- Given request
Rewrite all of the entries below, substituting "one point for each instance" for every occurrence of "a pin per instance" and changing nothing else. Omit the picture lines from your rewritten version.

(Position annotation entries)
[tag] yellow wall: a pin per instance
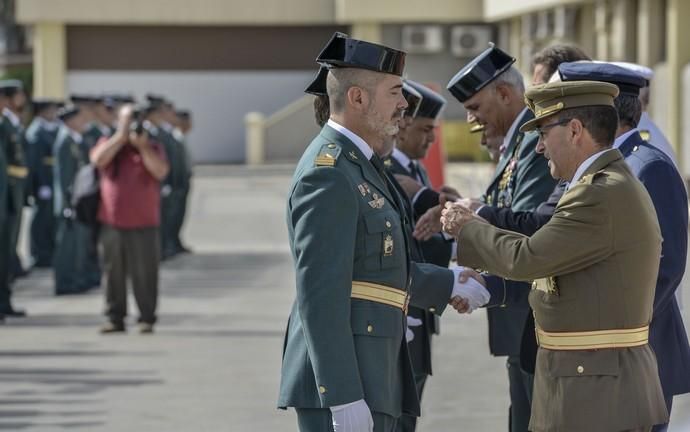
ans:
(177, 12)
(387, 11)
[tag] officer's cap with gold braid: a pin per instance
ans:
(548, 99)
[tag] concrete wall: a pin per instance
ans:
(389, 11)
(685, 114)
(431, 68)
(218, 101)
(289, 131)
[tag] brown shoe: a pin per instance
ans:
(145, 328)
(111, 327)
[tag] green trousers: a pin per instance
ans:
(43, 230)
(70, 257)
(130, 254)
(16, 196)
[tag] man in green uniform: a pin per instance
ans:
(73, 238)
(492, 91)
(12, 173)
(40, 137)
(103, 117)
(594, 266)
(345, 362)
(162, 132)
(12, 100)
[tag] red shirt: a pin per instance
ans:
(130, 195)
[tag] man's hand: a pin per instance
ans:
(124, 119)
(471, 203)
(429, 224)
(470, 291)
(140, 142)
(448, 193)
(411, 322)
(455, 216)
(409, 185)
(352, 417)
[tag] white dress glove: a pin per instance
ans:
(45, 192)
(473, 291)
(352, 417)
(411, 322)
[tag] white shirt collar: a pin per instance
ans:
(621, 138)
(513, 127)
(76, 136)
(402, 158)
(167, 127)
(47, 124)
(105, 130)
(150, 127)
(583, 167)
(12, 116)
(356, 140)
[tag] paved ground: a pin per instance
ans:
(213, 363)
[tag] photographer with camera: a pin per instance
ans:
(131, 167)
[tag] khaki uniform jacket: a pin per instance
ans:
(600, 257)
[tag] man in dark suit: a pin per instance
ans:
(665, 186)
(492, 91)
(40, 136)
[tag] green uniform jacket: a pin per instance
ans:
(600, 254)
(343, 227)
(521, 182)
(68, 158)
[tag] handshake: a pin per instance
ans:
(469, 291)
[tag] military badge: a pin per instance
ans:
(388, 245)
(377, 203)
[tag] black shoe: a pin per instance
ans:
(111, 327)
(12, 312)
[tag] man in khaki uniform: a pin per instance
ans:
(594, 267)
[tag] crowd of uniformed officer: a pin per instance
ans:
(38, 166)
(359, 174)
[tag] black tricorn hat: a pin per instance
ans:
(343, 51)
(85, 98)
(67, 112)
(318, 85)
(479, 72)
(413, 98)
(432, 102)
(40, 104)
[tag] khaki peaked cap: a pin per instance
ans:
(548, 99)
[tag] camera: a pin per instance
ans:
(137, 125)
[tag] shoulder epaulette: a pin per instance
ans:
(589, 178)
(328, 155)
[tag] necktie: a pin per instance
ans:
(414, 170)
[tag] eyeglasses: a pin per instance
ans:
(543, 129)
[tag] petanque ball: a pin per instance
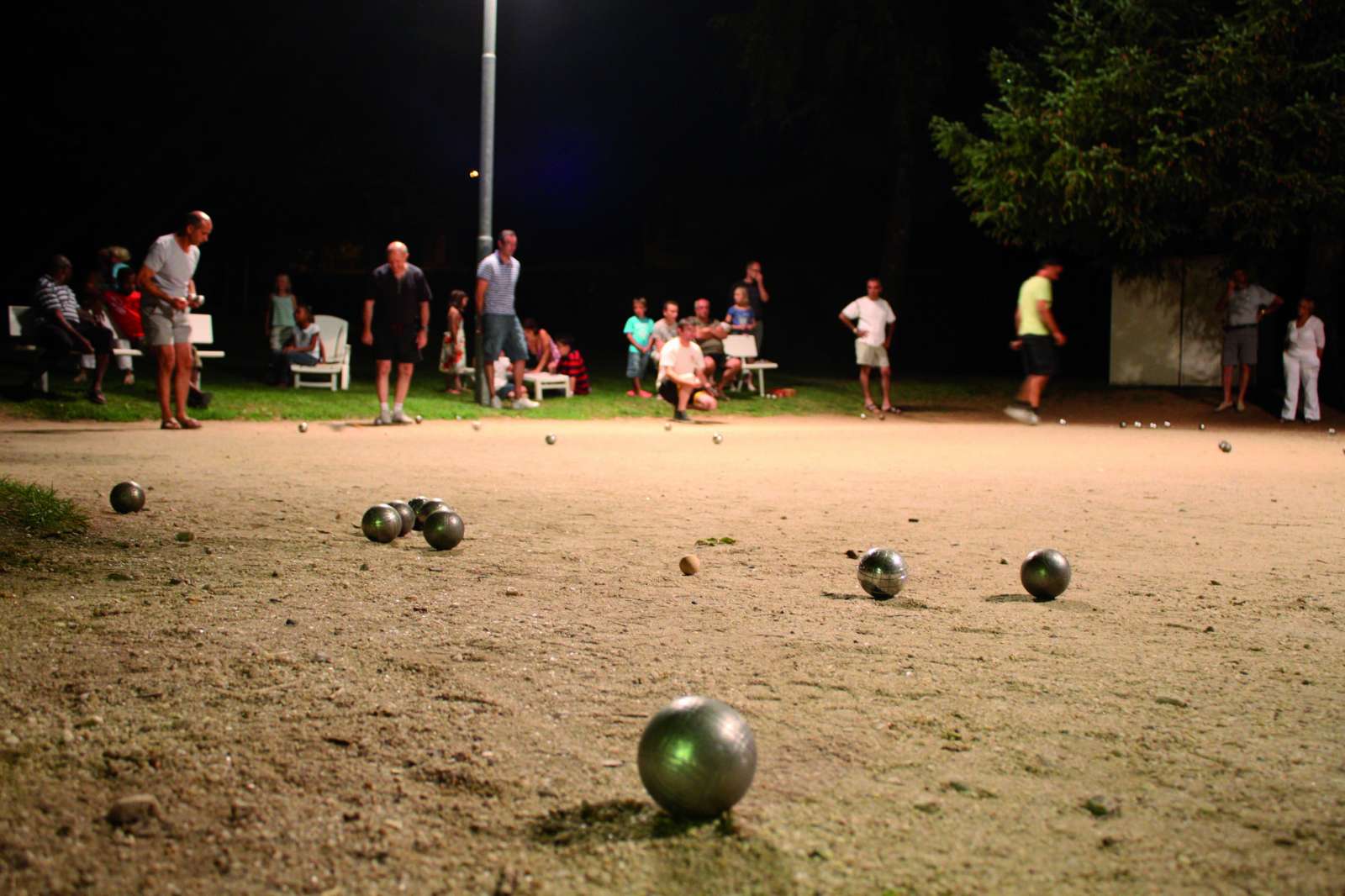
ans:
(381, 524)
(408, 517)
(443, 529)
(427, 508)
(883, 572)
(1046, 573)
(697, 757)
(127, 497)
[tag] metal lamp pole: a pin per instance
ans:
(484, 241)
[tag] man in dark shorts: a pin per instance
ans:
(1037, 340)
(397, 326)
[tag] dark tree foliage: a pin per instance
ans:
(1145, 127)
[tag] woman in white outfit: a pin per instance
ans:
(1304, 345)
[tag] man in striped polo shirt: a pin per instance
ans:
(497, 279)
(62, 329)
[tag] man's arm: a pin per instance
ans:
(1047, 318)
(367, 336)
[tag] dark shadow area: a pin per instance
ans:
(619, 820)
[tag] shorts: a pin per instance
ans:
(1039, 356)
(871, 356)
(396, 342)
(504, 333)
(161, 329)
(1241, 346)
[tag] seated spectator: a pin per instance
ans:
(304, 347)
(683, 381)
(709, 335)
(542, 353)
(572, 365)
(62, 329)
(120, 304)
(665, 331)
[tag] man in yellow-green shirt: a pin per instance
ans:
(1037, 340)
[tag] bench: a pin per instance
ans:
(22, 326)
(744, 347)
(335, 370)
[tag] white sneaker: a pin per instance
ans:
(1022, 414)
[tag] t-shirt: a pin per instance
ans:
(740, 316)
(572, 365)
(1305, 340)
(1032, 291)
(710, 345)
(873, 318)
(397, 300)
(174, 269)
(304, 335)
(502, 279)
(642, 329)
(683, 361)
(57, 300)
(1244, 303)
(124, 309)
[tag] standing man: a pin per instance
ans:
(168, 295)
(757, 296)
(1243, 306)
(1037, 340)
(497, 277)
(397, 326)
(62, 329)
(872, 322)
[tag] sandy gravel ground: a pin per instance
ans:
(318, 714)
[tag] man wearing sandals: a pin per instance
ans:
(872, 322)
(168, 296)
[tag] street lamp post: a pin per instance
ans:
(484, 241)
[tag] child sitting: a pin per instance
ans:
(572, 365)
(304, 347)
(639, 333)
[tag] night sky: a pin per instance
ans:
(627, 158)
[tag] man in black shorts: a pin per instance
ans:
(397, 326)
(1037, 340)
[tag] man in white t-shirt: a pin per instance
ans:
(872, 322)
(683, 374)
(168, 296)
(1243, 306)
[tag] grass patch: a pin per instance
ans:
(239, 396)
(38, 510)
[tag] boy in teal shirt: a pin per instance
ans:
(639, 333)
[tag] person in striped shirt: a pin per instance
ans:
(62, 329)
(572, 365)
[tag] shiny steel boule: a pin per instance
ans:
(408, 517)
(127, 497)
(697, 757)
(1046, 573)
(883, 572)
(427, 508)
(443, 529)
(381, 524)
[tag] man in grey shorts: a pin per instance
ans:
(168, 296)
(1243, 306)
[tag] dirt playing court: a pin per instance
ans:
(318, 714)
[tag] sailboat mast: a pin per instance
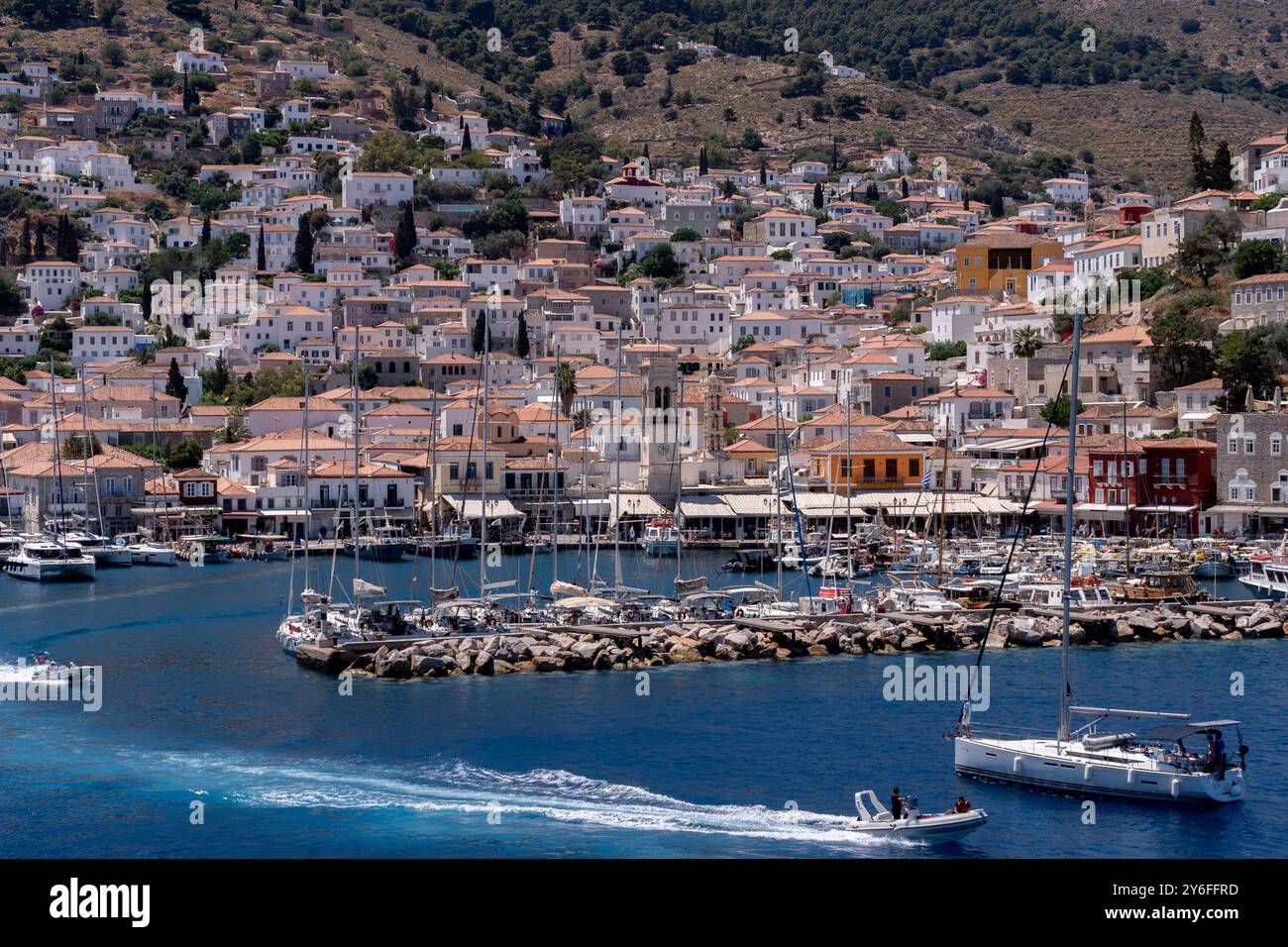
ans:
(943, 499)
(88, 453)
(304, 478)
(1069, 495)
(1127, 491)
(487, 338)
(58, 454)
(357, 449)
(617, 476)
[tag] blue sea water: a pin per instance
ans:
(200, 705)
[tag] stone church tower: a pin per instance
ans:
(660, 454)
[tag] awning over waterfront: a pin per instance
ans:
(755, 504)
(922, 502)
(619, 505)
(706, 508)
(473, 508)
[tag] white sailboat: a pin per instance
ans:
(1154, 764)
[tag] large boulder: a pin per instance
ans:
(548, 663)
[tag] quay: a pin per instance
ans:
(545, 647)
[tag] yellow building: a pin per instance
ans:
(867, 462)
(1004, 262)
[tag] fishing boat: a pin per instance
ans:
(46, 561)
(912, 823)
(104, 552)
(384, 544)
(1157, 587)
(9, 544)
(153, 553)
(205, 549)
(1085, 761)
(750, 561)
(1214, 562)
(1267, 575)
(661, 538)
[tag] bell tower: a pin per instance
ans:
(660, 454)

- Finished answer
[tag] yellow wall: one point for each instance
ans:
(177, 12)
(387, 11)
[tag] officer's cap with gold braid: one point for each instance
ans:
(548, 99)
[tag] concrete wall: one point for each instance
ans:
(389, 11)
(685, 114)
(431, 68)
(218, 101)
(289, 131)
[tag] brown shoe: one point for each instance
ans:
(145, 328)
(111, 327)
[tag] green trousers: one point for each instance
ans:
(43, 230)
(70, 257)
(130, 254)
(16, 196)
[tag] man in green uniform: one point for each instance
ans:
(73, 238)
(492, 91)
(12, 173)
(40, 137)
(103, 117)
(594, 266)
(345, 362)
(162, 132)
(12, 100)
[tag] red shirt: one point for each instance
ans:
(130, 195)
[tag] man's hand: one point for each instance
ans:
(124, 119)
(471, 203)
(429, 224)
(470, 291)
(140, 142)
(448, 193)
(411, 322)
(455, 216)
(409, 185)
(352, 417)
[tag] white dress glove: one point for each instance
ans:
(45, 192)
(473, 291)
(352, 417)
(411, 322)
[tag] white shirt collar: one point for each instance
ans:
(621, 138)
(513, 127)
(76, 136)
(402, 158)
(167, 127)
(47, 124)
(105, 130)
(150, 127)
(583, 167)
(12, 116)
(356, 140)
[tag] paved ground: one point for each instance
ans:
(213, 363)
[tag] photographer with camera: one point for each instance
ans:
(131, 167)
[tag] khaki uniform jacket: one point for each instance
ans:
(600, 257)
[tag] man in dark suit: one point for each instance
ans:
(665, 186)
(492, 91)
(40, 136)
[tag] green uniform jacket: one point for each instance
ans:
(600, 254)
(343, 227)
(521, 182)
(68, 158)
[tag] handshake: one point for each instance
ans:
(469, 291)
[tag] military badge: one point for each instance
ans:
(388, 245)
(377, 203)
[tag] black shoe: one point for each instance
ans:
(111, 327)
(12, 312)
[tag] man in khaki uniform: one point for each instance
ans:
(594, 267)
[tag] crowd of uniformed officer: one point for each instance
ans:
(38, 166)
(359, 174)
[tag] black tricorn hat: one point for each instance
ans:
(343, 51)
(85, 98)
(67, 112)
(318, 85)
(479, 72)
(413, 98)
(432, 102)
(40, 104)
[tag] khaki peaked cap: one point for each instance
ans:
(548, 99)
[tag] camera: one point for each instance
ans:
(137, 125)
[tag] shoulder epaulette: one point for each instance
ans:
(589, 178)
(328, 155)
[tag] necktie: one point for each instance
ans:
(414, 170)
[tag] eyeglasses: one point for each instance
ans:
(543, 129)
[tag] petanque ball: one point for each instance
ans:
(381, 524)
(408, 517)
(443, 529)
(427, 508)
(883, 572)
(1046, 573)
(697, 757)
(127, 497)
[tag] metal lamp pole: one point for each instance
ans:
(484, 241)
[tag] man in dark shorts: one point for each instance
ans:
(1037, 340)
(397, 326)
[tag] dark tree foliage: one point for each instance
ans:
(1145, 127)
[tag] woman in white outfit: one point for each instance
ans:
(1304, 345)
[tag] man in striped polo shirt: one point for each instance
ans:
(497, 279)
(62, 329)
[tag] man's arm: one point for each instance
ans:
(1047, 318)
(367, 336)
[tag] dark shadow area: one point for each instance
ans:
(619, 820)
[tag] shorts: one point for each instance
ans:
(1039, 356)
(871, 356)
(396, 342)
(504, 333)
(161, 329)
(1241, 346)
[tag] seated spectator: one point for each instance
ans:
(304, 347)
(683, 381)
(709, 335)
(542, 353)
(572, 365)
(62, 329)
(120, 304)
(665, 331)
[tag] man in yellow-green shirt: one point for each instance
ans:
(1037, 340)
[tag] bench: one point for each instance
ans:
(22, 326)
(744, 347)
(335, 370)
[tag] white sneaker: one point for each instance
ans:
(1022, 414)
[tag] t-shirt: one point for each instance
ans:
(740, 316)
(572, 365)
(1305, 340)
(1032, 291)
(710, 345)
(873, 318)
(397, 300)
(174, 269)
(304, 335)
(502, 279)
(642, 329)
(683, 361)
(57, 300)
(1244, 303)
(124, 309)
[tag] standing man: one point for each instance
ans:
(168, 295)
(757, 296)
(1243, 306)
(1037, 340)
(497, 277)
(397, 326)
(62, 329)
(872, 322)
[tag] sandy gravel ground: one point for each instance
ans:
(318, 714)
[tag] man wearing sandals: one point for each instance
ans:
(872, 322)
(168, 296)
[tag] street lamp post: one point for each instance
ans:
(484, 241)
[tag] child sitting: one point for each instance
ans:
(572, 365)
(304, 347)
(639, 333)
[tag] night sky: one point for each instance
ans:
(627, 158)
[tag] man in black shorts: one point for each instance
ans:
(397, 326)
(1037, 340)
[tag] man in white t-shirt: one point for each instance
ans:
(872, 322)
(683, 374)
(168, 296)
(1243, 306)
[tag] grass patch: one point for each instance
ans:
(239, 396)
(38, 510)
[tag] boy in teal shirt: one point for each instance
ans:
(639, 333)
[tag] person in striped shirt: one point for each instance
ans:
(62, 329)
(572, 365)
[tag] shiny steel boule: one point for each instance
ans:
(408, 517)
(127, 497)
(697, 757)
(1046, 573)
(883, 572)
(427, 508)
(443, 529)
(381, 524)
[tag] man in grey shorts: one point for each instance
ans:
(168, 296)
(1243, 306)
[tag] dirt playing court: one point for each instance
ans:
(318, 714)
[tag] sailboat mast: one point for each instance
ans:
(943, 499)
(88, 453)
(304, 478)
(1069, 495)
(1127, 491)
(487, 338)
(58, 454)
(357, 449)
(617, 476)
[tag] blue sea water: one point for each instance
ans:
(200, 705)
[tag] stone church tower: one point for each instance
ans:
(660, 454)
[tag] awning over waterfront: one point for each instance
ans:
(755, 504)
(922, 502)
(619, 505)
(706, 508)
(473, 508)
[tag] white sailboat: one point for each instance
ans:
(1154, 764)
[tag] large boulder: one point for each instance
ans:
(548, 663)
[tag] quay: one point for each instance
ans:
(545, 647)
[tag] yellow building: one point for each instance
ans:
(867, 462)
(1004, 262)
[tag] fishing boat: one point for each instance
ans:
(46, 561)
(912, 823)
(104, 552)
(384, 544)
(1157, 587)
(9, 544)
(153, 553)
(205, 549)
(1085, 761)
(750, 561)
(1214, 562)
(1267, 575)
(661, 538)
[tag] bell tower: one point for each instance
ans:
(660, 454)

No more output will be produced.